PROBLEM TO WORK ON
Convert these lines into a JSON list of strings, one string per line, leaving out any blank lines.

DATA TO PROCESS
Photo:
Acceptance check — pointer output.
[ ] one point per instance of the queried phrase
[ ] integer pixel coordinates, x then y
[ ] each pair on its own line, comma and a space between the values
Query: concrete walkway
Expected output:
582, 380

SOLUTION
[
  "Photo:",
  "Acceptance check — pointer output.",
  "[ ] one point per instance of the queried phrase",
  "[ ] integer pixel coordinates, x then y",
  "[ ] each pair on its own line, comma and a space between the values",
  "Query: concrete walkway",
  "Expected output:",
  "582, 380"
]